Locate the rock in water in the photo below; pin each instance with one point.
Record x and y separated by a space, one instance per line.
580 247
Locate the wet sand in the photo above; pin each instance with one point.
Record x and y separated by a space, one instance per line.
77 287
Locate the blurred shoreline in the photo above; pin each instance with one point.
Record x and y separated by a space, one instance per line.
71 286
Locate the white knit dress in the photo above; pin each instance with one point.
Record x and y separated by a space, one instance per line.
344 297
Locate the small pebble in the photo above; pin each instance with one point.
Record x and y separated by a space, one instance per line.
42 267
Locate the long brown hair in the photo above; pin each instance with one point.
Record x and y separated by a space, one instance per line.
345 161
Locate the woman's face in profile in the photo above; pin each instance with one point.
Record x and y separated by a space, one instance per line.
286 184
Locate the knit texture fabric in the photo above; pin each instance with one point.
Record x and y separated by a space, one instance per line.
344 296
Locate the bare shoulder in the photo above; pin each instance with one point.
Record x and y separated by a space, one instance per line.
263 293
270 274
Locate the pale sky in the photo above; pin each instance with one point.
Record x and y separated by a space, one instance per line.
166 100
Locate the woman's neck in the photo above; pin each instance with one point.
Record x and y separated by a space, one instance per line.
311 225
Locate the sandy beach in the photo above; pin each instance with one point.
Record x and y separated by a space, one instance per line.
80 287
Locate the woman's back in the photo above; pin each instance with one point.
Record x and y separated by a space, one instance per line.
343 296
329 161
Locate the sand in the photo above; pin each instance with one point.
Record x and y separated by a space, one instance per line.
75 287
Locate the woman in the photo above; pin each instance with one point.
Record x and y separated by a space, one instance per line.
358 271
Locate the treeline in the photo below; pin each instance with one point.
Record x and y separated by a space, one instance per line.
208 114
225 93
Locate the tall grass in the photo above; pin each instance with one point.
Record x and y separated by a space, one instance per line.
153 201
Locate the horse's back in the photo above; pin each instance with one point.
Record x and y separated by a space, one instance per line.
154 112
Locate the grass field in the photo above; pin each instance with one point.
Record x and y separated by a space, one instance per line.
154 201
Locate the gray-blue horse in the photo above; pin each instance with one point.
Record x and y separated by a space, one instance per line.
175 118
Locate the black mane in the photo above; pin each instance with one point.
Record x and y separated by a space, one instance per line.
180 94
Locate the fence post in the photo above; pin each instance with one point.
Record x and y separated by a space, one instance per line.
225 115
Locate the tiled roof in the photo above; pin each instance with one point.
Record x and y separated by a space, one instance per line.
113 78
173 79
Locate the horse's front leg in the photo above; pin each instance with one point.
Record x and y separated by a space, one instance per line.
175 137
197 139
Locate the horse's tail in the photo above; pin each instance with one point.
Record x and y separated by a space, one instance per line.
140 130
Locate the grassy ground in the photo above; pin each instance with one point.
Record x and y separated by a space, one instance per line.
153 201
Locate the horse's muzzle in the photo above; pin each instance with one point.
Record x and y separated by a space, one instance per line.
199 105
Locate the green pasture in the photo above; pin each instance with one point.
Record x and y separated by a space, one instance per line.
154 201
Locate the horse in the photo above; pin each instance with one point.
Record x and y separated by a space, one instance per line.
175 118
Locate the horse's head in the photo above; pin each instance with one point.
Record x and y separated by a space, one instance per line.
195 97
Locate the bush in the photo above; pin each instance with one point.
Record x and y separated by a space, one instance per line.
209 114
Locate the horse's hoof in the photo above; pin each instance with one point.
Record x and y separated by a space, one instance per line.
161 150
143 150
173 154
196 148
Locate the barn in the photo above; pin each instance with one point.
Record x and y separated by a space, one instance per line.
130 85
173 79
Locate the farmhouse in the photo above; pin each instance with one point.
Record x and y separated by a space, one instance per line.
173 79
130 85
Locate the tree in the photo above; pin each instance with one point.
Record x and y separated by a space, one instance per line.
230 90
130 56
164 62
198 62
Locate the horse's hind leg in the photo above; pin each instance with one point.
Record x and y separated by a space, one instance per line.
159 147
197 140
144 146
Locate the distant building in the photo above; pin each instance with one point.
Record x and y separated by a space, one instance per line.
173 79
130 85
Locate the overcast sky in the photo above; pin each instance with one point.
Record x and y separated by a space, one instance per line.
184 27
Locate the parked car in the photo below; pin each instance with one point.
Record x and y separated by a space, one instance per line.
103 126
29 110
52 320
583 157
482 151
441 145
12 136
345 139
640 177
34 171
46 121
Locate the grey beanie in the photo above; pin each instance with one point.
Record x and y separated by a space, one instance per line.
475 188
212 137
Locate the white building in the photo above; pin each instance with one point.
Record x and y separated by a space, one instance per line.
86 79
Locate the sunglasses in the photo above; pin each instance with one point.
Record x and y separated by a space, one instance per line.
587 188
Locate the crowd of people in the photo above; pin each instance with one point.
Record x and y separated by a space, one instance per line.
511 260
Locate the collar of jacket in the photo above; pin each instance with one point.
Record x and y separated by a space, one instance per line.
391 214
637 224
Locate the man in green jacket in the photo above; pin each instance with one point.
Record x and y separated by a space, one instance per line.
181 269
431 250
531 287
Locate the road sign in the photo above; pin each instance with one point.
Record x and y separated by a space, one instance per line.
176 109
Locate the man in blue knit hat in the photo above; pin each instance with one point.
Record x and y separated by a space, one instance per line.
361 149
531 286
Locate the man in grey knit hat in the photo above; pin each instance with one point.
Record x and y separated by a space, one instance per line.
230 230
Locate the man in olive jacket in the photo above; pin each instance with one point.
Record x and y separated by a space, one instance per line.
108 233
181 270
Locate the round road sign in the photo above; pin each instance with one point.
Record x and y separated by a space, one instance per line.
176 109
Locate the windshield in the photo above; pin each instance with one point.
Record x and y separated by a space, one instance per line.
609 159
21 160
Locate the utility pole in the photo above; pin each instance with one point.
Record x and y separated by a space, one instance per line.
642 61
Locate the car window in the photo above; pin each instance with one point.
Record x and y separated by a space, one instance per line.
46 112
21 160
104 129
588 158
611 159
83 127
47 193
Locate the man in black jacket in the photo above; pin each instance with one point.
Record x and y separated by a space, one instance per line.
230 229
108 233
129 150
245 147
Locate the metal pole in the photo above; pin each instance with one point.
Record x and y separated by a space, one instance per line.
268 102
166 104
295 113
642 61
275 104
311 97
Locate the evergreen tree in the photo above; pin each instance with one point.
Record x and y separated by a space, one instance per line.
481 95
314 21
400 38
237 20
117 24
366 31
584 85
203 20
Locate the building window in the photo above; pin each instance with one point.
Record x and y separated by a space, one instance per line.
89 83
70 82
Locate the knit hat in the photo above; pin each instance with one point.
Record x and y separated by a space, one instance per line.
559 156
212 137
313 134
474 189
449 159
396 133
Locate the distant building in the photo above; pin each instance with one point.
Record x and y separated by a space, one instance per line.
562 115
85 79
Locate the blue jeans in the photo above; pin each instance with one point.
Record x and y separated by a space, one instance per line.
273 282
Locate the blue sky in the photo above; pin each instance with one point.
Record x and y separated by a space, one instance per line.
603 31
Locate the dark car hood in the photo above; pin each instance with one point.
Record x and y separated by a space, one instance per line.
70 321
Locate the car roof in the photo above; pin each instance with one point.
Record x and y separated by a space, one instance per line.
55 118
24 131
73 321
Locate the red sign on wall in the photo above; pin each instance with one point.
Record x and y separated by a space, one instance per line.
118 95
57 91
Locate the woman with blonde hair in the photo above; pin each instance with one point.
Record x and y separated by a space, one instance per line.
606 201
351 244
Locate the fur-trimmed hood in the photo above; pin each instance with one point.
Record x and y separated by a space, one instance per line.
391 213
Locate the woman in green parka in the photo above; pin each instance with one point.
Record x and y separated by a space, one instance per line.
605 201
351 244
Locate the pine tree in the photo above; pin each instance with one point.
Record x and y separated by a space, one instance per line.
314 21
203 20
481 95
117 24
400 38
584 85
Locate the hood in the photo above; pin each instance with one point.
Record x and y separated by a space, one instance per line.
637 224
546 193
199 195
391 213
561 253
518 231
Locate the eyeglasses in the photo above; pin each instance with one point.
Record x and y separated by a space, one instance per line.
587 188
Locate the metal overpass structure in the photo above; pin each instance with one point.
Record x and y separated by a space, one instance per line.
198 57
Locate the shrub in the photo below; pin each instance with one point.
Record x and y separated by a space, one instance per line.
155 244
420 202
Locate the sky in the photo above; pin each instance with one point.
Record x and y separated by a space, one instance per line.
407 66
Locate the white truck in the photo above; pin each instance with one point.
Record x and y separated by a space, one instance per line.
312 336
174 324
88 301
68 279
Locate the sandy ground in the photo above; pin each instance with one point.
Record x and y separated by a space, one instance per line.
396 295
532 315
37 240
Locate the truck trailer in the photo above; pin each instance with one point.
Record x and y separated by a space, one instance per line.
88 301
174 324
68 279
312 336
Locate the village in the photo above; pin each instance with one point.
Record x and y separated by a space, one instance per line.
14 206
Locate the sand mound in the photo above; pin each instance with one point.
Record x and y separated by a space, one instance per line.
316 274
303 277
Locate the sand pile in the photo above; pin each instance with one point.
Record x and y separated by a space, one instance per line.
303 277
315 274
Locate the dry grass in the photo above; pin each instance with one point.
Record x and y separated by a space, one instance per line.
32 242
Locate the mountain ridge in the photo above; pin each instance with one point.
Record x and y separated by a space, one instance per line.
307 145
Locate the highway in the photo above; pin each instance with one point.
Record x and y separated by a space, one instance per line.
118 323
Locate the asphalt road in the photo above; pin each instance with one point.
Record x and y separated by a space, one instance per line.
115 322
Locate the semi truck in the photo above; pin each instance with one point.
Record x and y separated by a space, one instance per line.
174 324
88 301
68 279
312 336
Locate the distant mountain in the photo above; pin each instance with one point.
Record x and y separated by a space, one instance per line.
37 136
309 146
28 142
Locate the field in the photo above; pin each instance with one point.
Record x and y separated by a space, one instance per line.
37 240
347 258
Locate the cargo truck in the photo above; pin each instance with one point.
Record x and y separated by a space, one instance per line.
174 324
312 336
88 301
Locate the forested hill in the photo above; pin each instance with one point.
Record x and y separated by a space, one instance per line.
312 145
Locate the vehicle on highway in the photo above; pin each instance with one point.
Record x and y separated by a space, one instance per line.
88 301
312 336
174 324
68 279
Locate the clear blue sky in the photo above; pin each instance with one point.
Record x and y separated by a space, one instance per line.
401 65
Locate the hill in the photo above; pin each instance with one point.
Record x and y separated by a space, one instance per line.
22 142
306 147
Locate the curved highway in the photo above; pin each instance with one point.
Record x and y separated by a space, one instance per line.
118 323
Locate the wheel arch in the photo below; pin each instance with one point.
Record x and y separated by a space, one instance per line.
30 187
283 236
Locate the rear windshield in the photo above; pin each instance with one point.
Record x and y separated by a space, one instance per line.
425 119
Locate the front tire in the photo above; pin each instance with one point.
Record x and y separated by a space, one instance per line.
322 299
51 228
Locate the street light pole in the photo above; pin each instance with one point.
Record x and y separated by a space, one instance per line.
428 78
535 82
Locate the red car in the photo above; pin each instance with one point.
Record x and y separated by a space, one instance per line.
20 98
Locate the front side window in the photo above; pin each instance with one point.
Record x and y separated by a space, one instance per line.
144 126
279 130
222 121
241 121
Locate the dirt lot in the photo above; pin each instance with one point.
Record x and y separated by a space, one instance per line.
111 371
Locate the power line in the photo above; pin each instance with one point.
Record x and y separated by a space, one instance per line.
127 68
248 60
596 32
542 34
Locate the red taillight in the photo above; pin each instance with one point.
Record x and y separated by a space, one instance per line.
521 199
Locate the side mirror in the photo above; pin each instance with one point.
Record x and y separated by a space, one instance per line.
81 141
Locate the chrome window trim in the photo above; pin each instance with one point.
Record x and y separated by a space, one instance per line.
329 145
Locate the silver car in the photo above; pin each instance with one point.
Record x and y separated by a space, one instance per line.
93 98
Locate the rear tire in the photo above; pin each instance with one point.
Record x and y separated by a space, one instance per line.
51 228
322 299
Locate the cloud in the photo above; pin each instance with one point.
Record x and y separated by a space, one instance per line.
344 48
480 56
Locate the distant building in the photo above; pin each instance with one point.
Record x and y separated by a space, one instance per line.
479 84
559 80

* [WORK ORDER] Write down again, exactly as given, only the lines above that fall from the line with "Locate the rear windshield" to the line with "Locate the silver", inclusive.

* [TASK OUTPUT]
Locate the rear windshield in the photo above; pin each instance with one point.
Record x and y separated by a space, one instance per line.
425 119
Locate the front tire in the photo above; pin each instance with one point.
Record x and y separated by a space, one instance per line.
322 299
51 228
Locate the street light pole in the photo above; pin each instance with one point.
Record x and y separated by a space, one instance per line.
428 78
535 82
Locate the red car in the photo above; pin each instance with one point.
Record x and y separated by a space, one instance per line.
20 98
Locate the front side window in the photo above; pin each instance with one point.
Record x and y separated by a space, one instance per line.
144 126
279 130
222 121
241 121
Locate the dirt lot in the photo above; pin each instance with one point.
Record x and y separated by a space, one instance per line.
111 371
Locate the power line in the photo above; pin each instance with one point.
Record x and y separated by a space, one instance per line.
127 68
248 60
596 32
542 34
Locate the red taillight in the photo above; pin each instance with one point.
Record x and y separated by a space, one instance per line.
521 199
Locate the side mirror in the photo above; pin each instance with one point.
Record x and y separated by a space, one instance per line.
81 141
Locate the chrome window trim in the photo above; pin each instance with one point.
Record x and y separated by a space, one instance per line.
329 145
Locate the silver car in the photo above; pin each instance with one point.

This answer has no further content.